- **Excerpted text**
Senate Majority Leader Mitch McConnell launched a broadside Tuesday at a federal judge for seeking a second opinion of sorts on Attorney General William Barr’s attempt to abandon the Justice Department’s prosecution of former national security adviser Michael Flynn.
McConnell said the move by U.S. District Court Judge Emmet Sullivan was the latest example of aides and advisers to President Donald Trump being treated unfairly in the U.S. legal system.
“As if this debacle needed even more shocking behavior, I understand a federal judge may try to continue prosecuting one of these cases, even though the prosecution itself wants to drop it,” McConnell said in a floor speech. “The judge has taken it upon himself to go browsing for other hostile parties. Obviously, that subverts our constitutional order in which the executive alone decides whether to prosecute cases.”

- **Material supplied**
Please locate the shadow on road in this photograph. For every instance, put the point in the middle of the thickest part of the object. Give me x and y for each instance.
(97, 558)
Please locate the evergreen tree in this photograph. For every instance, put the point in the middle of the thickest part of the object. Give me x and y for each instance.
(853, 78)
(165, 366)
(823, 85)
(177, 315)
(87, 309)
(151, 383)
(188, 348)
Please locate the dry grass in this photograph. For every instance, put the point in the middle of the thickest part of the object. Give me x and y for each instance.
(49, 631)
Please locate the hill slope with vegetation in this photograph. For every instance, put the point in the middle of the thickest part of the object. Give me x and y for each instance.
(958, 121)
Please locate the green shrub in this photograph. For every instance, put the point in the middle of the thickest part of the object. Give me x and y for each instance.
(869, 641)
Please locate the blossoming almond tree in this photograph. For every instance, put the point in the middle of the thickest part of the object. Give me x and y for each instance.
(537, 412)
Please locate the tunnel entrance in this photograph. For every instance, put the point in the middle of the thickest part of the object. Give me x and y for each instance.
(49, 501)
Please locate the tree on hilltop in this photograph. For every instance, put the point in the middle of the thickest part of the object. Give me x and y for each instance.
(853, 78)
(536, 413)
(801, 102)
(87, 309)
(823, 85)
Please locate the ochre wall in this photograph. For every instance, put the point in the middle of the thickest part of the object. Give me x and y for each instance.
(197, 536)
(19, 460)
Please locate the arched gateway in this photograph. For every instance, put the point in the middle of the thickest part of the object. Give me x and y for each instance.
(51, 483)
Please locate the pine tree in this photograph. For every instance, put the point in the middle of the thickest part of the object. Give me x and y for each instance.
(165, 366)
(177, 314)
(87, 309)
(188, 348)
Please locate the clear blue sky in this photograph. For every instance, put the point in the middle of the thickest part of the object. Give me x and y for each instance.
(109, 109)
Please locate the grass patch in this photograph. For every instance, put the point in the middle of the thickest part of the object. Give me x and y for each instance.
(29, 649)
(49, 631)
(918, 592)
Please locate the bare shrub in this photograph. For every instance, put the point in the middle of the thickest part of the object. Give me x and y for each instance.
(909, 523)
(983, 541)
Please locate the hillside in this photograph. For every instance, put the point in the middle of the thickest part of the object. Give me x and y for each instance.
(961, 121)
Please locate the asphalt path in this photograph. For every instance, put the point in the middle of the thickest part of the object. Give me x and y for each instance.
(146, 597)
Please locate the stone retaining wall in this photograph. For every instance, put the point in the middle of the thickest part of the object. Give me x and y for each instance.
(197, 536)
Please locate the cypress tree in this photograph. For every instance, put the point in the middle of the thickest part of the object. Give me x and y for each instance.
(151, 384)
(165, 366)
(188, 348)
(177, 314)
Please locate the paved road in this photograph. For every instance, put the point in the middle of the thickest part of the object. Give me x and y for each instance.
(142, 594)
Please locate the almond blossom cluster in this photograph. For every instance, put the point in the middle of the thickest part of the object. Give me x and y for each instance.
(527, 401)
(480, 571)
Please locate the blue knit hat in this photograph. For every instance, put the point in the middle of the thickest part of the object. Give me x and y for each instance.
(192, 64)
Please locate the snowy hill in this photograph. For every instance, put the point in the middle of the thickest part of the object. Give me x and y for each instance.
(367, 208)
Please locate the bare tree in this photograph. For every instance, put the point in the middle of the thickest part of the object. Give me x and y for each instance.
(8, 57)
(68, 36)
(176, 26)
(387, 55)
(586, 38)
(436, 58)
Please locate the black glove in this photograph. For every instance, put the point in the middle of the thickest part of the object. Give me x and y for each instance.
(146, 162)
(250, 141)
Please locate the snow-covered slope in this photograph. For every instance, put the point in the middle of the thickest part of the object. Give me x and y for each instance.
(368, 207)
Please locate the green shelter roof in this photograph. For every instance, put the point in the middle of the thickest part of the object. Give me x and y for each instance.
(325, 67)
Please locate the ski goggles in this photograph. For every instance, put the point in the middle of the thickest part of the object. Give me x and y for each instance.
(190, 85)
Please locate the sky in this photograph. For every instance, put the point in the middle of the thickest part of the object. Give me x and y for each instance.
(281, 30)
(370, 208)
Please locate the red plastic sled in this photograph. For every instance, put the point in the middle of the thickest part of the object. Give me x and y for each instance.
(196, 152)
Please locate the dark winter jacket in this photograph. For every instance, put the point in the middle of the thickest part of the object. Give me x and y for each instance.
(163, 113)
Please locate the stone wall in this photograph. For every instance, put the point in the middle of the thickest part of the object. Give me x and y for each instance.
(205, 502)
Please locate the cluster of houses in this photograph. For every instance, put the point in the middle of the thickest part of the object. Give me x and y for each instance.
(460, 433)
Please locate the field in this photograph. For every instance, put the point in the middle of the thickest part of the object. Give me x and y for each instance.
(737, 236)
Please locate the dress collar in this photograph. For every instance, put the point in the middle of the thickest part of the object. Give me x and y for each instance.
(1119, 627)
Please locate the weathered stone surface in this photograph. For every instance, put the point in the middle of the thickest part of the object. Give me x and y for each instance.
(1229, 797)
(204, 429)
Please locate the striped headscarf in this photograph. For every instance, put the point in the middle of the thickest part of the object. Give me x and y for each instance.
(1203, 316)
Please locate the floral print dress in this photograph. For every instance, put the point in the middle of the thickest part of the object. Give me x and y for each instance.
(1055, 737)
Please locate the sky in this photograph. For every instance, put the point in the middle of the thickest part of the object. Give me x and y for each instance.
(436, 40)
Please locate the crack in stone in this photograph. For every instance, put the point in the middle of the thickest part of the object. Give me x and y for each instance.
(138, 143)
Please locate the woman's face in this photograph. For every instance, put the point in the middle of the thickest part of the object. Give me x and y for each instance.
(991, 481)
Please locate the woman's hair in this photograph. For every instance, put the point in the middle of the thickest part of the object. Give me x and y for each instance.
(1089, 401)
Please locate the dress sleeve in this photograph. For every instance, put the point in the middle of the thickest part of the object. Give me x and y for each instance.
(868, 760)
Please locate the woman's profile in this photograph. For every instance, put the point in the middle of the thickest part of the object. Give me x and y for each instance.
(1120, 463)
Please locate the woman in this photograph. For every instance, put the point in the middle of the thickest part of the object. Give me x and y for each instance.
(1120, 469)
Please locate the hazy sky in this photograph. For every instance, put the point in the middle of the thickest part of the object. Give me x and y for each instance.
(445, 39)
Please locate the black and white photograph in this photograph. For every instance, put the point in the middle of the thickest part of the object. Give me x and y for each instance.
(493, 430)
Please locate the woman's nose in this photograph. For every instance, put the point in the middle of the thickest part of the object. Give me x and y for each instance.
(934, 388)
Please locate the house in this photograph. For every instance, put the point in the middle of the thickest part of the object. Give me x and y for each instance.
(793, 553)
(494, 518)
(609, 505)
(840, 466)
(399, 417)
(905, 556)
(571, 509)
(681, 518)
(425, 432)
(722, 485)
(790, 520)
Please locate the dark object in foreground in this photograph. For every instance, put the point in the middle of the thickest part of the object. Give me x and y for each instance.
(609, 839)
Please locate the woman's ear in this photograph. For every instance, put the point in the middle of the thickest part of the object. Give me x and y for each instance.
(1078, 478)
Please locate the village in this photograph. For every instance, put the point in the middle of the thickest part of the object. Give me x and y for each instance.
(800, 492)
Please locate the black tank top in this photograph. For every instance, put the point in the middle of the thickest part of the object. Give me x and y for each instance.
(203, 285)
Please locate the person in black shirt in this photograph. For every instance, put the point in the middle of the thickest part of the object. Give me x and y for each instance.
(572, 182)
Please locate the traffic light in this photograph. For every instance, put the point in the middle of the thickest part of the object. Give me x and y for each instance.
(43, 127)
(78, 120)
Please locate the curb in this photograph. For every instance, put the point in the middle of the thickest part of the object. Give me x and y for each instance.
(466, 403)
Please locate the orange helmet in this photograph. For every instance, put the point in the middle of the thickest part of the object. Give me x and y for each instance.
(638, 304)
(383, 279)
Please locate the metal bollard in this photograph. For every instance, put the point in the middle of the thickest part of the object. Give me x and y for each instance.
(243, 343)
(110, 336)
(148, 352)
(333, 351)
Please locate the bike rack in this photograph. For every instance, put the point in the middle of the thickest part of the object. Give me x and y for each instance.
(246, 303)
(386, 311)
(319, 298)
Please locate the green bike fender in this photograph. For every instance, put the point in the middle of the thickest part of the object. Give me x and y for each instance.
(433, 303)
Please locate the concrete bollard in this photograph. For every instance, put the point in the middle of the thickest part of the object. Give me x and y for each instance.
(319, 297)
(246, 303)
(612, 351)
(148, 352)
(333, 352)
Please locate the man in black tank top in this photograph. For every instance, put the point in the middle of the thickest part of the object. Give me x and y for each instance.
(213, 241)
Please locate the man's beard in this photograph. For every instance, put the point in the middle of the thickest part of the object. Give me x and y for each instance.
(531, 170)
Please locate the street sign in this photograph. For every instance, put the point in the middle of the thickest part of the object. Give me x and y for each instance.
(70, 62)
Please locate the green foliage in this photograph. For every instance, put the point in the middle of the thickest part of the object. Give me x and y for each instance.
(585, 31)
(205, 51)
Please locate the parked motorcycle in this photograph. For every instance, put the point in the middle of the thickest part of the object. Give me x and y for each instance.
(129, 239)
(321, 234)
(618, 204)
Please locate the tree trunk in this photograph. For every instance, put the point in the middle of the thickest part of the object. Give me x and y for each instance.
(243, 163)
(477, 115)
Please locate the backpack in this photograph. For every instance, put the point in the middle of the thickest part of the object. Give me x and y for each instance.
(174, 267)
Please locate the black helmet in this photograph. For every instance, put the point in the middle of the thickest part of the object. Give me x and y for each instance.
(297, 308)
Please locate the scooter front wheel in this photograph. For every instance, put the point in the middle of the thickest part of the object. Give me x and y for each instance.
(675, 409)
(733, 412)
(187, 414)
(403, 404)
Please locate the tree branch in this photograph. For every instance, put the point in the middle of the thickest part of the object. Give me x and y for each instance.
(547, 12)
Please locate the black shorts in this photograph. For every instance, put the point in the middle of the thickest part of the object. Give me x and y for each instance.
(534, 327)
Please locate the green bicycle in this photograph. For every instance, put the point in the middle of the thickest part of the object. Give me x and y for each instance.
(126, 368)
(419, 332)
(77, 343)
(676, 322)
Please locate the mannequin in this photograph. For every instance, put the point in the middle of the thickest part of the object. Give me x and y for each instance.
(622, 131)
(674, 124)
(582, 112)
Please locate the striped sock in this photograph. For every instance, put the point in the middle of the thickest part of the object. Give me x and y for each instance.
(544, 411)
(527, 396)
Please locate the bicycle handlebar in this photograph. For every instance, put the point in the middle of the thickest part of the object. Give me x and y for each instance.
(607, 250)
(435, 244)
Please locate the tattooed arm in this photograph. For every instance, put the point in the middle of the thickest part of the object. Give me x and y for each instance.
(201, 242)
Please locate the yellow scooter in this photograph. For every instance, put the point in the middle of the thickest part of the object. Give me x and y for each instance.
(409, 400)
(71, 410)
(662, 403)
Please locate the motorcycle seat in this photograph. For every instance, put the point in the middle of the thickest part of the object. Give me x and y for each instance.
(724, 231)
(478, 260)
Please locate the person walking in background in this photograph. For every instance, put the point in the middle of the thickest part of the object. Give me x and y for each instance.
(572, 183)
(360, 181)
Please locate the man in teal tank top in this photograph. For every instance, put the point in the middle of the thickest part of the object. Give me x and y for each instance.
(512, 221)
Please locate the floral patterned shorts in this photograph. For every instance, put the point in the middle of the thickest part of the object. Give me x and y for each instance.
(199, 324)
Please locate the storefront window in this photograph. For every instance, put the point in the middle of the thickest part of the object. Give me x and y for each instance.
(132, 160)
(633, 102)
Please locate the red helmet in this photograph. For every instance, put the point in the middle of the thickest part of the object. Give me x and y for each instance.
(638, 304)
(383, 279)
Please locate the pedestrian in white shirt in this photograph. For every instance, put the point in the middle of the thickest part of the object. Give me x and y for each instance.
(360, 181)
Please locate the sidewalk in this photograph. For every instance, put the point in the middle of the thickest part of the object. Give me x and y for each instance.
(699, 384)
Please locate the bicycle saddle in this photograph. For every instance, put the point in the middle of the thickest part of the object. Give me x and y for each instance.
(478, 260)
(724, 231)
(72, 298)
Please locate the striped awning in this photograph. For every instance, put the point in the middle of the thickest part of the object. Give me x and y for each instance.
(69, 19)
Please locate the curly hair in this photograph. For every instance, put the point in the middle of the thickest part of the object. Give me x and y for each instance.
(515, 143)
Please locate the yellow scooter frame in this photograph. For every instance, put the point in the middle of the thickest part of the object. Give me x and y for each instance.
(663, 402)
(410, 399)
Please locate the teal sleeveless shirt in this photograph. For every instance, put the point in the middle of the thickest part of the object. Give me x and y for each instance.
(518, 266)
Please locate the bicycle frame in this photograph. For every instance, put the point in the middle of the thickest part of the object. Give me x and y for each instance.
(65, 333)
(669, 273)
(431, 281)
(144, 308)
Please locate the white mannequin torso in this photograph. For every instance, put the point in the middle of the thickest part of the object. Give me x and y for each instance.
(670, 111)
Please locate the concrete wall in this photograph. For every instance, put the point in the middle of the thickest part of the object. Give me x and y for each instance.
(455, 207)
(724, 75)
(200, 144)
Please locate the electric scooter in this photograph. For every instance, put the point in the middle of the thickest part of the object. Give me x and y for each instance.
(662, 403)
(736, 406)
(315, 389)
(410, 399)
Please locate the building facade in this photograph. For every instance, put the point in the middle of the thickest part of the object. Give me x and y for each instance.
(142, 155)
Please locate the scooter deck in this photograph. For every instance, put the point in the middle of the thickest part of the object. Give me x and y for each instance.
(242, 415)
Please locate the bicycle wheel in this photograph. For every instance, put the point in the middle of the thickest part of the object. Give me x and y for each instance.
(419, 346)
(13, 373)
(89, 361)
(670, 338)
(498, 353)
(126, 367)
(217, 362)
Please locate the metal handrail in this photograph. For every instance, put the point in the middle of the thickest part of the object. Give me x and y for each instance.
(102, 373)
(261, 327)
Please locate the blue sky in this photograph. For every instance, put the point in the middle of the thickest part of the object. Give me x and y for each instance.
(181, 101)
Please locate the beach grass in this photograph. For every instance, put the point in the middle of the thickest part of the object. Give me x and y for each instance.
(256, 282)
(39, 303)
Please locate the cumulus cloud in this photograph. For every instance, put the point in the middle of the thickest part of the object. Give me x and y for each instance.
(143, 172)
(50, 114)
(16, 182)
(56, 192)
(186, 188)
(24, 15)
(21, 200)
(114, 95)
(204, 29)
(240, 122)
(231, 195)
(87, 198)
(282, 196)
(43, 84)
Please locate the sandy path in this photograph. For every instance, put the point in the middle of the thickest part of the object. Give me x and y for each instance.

- **Problems to work on**
a) According to the excerpted text on Senator McConnell's criticism, which federal judge sought a second opinion on the attempt to drop the prosecution of Michael Flynn?
b) Write a continuation of the news report on Senator McConnell's criticism of the judge in the Flynn case, beginning after its final sentence.

- **Task results**
a) U.S. District Court Judge Emmet Sullivan.

b)
Barr’s decision earlier this month to seek to drop the Flynn case prompted one career prosecutor to withdraw from the case and led to complaints from more than 2,000 former Justice officials that political influence was interfering in the handling of criminal prosecutions.
While prosecutors sometimes decide not to take a contested case to trial, Barr’s move to abandon the prosecution of Flynn was highly unusual because he had already pleaded guilty to a false statement charge brought by special counsel Robert Mueller back in 2017. Flynn reaffirmed his plea in front of Sullivan the following year.
Flynn’s lawyers hailed the decision to drop the case and, in a bid to clear the way for its dismissal, quickly withdrew pending legal motions alleging a wide range of misconduct by prosecutors.
However, Sullivan rebuffed the defense’s call to immediately conclude the case. Instead, he said he’d entertain friend-of-the-court submissions about what he should do. In addition, he tapped a former federal judge in New York — John Gleeson — as a court-appointed amicus to advise him on next steps.
Sullivan also signaled that he was considering contempt of court or perjury charges against Flynn relating to the reversal of his earlier statements under oath that he was guilty.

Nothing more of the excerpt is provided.